#### GOAL OF THE EXERCISE
Rewrite the rows from the very start down through the line containing "[(323, 166), (161, 196), (366, 183), (431, 187)]", changing "pier" to "jetty" and leaving everything else the same.

#### EXERCISE DATA
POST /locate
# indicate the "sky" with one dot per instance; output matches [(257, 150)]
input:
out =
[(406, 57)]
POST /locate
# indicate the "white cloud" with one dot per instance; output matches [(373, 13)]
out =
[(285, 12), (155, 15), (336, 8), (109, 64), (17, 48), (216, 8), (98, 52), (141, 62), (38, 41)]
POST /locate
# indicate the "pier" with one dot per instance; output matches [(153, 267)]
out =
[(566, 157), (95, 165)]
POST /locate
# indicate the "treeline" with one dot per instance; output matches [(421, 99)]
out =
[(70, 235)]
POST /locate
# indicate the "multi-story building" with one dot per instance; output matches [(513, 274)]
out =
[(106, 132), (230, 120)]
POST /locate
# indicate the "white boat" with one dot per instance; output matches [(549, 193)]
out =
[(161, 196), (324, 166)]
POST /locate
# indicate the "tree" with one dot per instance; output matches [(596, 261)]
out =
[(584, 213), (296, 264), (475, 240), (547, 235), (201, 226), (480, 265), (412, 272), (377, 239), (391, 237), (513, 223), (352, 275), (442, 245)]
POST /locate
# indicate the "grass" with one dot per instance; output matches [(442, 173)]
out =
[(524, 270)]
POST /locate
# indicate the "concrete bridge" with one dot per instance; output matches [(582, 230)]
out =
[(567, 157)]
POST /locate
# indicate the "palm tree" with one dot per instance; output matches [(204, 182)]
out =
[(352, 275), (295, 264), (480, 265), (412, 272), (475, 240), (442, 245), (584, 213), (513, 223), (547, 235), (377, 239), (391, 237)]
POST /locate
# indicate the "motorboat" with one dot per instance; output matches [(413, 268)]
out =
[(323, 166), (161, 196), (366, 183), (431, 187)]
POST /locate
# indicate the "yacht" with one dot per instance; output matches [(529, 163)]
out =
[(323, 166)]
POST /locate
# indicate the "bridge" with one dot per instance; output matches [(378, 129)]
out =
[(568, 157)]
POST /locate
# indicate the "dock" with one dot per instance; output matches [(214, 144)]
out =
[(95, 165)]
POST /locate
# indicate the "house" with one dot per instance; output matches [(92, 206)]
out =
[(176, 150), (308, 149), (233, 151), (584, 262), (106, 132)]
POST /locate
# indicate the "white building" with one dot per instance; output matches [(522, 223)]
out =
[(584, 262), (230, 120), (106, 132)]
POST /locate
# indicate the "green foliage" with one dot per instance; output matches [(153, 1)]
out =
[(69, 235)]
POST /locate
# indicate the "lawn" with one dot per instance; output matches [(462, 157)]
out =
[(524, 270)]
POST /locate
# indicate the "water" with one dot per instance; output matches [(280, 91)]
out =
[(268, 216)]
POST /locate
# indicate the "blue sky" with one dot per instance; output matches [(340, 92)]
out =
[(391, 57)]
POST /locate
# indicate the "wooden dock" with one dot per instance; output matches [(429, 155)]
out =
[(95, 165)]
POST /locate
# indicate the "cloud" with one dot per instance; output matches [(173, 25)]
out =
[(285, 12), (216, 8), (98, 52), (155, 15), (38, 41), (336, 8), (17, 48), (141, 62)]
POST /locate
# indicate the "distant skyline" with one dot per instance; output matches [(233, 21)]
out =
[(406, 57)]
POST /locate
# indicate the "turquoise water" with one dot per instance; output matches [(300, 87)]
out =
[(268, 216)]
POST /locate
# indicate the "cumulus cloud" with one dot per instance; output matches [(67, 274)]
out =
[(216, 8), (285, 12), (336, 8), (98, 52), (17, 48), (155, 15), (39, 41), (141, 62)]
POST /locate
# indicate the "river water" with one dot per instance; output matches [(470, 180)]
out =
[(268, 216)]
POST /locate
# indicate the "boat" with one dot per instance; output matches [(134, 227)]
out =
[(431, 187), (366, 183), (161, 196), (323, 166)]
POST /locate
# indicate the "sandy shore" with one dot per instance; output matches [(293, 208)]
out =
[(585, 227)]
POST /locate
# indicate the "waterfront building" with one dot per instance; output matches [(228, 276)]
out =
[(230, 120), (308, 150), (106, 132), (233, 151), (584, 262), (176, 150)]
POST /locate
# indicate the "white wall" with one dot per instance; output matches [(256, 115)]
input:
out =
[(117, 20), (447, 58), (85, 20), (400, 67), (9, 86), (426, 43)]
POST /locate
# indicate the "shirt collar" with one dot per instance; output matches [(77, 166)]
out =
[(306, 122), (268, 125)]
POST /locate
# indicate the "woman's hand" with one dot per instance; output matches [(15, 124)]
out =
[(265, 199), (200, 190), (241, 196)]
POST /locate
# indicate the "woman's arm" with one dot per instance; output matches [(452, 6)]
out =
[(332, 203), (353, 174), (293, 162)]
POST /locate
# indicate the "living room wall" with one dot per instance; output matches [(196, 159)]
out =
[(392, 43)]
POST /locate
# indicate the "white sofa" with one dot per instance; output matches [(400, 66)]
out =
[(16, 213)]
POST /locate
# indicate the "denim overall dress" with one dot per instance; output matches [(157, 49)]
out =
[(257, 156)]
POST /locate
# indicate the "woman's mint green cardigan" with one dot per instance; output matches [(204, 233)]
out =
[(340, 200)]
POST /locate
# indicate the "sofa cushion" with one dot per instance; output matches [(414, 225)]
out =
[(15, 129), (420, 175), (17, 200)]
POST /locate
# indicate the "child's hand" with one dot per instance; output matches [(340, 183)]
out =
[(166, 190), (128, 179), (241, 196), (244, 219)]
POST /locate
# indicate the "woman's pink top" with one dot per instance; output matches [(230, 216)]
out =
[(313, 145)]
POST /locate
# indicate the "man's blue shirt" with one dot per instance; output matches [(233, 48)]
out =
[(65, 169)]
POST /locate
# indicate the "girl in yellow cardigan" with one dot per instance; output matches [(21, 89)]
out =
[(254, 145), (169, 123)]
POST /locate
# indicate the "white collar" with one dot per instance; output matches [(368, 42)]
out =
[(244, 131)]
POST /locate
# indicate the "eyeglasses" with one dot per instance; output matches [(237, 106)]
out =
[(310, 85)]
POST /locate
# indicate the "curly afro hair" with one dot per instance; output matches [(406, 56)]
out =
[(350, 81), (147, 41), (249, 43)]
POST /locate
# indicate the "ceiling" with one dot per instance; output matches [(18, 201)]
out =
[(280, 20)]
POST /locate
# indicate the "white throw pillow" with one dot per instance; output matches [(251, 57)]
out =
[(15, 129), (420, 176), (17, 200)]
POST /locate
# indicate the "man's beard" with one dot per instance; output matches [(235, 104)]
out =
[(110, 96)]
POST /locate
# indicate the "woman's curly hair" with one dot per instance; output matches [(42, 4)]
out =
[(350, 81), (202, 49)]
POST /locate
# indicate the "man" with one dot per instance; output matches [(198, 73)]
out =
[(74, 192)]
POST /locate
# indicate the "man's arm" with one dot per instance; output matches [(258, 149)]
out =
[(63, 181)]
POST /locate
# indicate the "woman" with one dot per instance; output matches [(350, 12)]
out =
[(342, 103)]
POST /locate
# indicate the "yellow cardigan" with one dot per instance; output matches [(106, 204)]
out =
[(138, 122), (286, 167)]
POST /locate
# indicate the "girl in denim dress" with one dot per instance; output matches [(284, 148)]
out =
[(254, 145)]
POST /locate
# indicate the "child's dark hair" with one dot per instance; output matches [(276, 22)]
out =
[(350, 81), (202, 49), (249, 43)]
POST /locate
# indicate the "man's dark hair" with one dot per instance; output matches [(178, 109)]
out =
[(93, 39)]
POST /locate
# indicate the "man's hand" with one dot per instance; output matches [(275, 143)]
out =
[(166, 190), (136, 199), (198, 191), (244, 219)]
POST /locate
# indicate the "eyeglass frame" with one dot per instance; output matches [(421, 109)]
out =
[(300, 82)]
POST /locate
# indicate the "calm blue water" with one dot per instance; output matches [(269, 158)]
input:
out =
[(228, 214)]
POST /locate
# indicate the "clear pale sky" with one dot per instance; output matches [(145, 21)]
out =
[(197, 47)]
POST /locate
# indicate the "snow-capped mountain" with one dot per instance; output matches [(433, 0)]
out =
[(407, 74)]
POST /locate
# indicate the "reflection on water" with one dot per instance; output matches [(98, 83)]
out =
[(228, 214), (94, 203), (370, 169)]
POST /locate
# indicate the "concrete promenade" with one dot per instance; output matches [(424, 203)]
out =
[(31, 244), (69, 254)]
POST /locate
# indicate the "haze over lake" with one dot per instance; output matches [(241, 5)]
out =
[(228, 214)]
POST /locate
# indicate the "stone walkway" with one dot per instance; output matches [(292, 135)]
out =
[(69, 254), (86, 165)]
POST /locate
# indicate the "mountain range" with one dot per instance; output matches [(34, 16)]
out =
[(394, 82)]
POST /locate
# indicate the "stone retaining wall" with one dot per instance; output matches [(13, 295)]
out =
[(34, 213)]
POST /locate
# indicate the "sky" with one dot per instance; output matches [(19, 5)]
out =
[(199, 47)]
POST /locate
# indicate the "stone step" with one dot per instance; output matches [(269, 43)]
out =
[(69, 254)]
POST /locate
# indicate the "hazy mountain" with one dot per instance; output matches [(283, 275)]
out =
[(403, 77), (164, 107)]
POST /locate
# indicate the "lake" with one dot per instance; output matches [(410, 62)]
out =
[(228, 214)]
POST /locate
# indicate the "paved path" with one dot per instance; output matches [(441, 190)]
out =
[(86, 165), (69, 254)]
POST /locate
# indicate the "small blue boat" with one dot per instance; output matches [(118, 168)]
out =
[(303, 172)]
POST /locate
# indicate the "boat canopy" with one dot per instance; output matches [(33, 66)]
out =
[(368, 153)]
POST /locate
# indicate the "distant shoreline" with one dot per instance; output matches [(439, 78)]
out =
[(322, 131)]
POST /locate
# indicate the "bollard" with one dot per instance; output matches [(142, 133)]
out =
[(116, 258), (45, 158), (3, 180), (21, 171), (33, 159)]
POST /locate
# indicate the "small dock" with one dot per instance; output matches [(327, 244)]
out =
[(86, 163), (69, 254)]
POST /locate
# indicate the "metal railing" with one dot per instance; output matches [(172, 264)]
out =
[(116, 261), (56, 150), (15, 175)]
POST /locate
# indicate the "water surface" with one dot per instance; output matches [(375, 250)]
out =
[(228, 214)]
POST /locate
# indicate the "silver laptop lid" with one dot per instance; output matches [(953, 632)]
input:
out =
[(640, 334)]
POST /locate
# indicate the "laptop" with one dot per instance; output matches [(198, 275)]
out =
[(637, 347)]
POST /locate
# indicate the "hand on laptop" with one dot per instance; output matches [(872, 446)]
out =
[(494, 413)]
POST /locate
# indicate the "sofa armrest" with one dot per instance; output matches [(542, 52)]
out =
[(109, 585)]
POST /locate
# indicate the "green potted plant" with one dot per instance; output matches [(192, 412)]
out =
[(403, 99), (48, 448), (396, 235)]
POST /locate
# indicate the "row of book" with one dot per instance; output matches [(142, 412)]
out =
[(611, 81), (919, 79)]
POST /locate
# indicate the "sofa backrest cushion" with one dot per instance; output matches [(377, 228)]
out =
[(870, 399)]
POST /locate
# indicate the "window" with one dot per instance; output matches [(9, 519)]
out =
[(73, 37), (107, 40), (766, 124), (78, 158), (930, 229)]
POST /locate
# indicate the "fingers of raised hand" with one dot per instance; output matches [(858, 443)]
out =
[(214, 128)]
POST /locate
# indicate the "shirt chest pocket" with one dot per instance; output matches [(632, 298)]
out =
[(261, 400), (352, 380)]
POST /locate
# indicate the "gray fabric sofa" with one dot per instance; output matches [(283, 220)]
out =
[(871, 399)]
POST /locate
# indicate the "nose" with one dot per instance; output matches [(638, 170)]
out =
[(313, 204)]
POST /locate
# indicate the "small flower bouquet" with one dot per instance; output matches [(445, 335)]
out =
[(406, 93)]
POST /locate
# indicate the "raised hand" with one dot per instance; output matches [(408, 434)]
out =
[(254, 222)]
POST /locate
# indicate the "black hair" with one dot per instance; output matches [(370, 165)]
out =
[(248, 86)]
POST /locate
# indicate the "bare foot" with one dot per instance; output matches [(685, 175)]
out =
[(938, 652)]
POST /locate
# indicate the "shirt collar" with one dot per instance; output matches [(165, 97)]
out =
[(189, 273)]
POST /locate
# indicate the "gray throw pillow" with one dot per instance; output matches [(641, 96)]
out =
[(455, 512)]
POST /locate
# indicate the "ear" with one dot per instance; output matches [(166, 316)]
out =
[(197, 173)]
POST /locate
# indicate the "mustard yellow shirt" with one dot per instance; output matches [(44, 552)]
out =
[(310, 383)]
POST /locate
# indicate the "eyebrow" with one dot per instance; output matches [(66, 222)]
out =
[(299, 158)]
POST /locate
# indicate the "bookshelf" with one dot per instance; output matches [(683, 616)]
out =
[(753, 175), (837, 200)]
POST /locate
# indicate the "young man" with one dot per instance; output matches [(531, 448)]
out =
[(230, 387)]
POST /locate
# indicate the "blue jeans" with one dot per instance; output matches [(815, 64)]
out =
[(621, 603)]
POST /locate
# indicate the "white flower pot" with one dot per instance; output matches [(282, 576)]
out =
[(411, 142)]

#### THE RESPONSE
POST /locate
# indicate the "sky" with one dot per instance; output matches [(257, 150)]
input:
out =
[(406, 57)]
POST /locate
# indicate the "white cloud" with one dot per instance; output matches [(373, 13)]
out =
[(285, 12), (155, 15), (336, 8), (109, 64), (17, 48), (216, 8), (98, 52), (141, 62), (38, 41)]
POST /locate
# indicate the "jetty" with one dot per instance; output matches [(153, 267)]
out =
[(566, 157), (95, 165)]
POST /locate
# indicate the "treeline" with one dot per instance; output matches [(421, 99)]
out =
[(70, 235)]
POST /locate
# indicate the "multi-story building" with one dot per instance; output matches [(513, 274)]
out =
[(106, 132), (230, 120)]
POST /locate
# indicate the "white boat" with one dot per instance; output matches [(549, 193)]
out =
[(161, 196), (324, 166)]
POST /locate
# indicate the "tree" with one dot per instance; output matches [(596, 261)]
out =
[(584, 213), (296, 264), (475, 240), (547, 235), (201, 226), (480, 265), (412, 272), (377, 239), (391, 237), (513, 223), (352, 275), (442, 245)]
POST /locate
# indicate the "grass" with one dot per instance; output matches [(442, 173)]
out =
[(524, 270)]
POST /locate
# indicate the "concrete bridge" with one dot per instance; output matches [(582, 230)]
out =
[(567, 157)]
POST /locate
# indicate the "palm tree" with one dot per instance; output matches [(204, 182)]
out =
[(352, 275), (295, 264), (480, 265), (412, 272), (475, 240), (442, 245), (584, 213), (513, 223), (547, 235), (377, 239), (391, 237)]
POST /locate
# indicate the "motorboat" with one dot per instance; output matches [(413, 268)]
out =
[(323, 166), (161, 196), (366, 183), (431, 187)]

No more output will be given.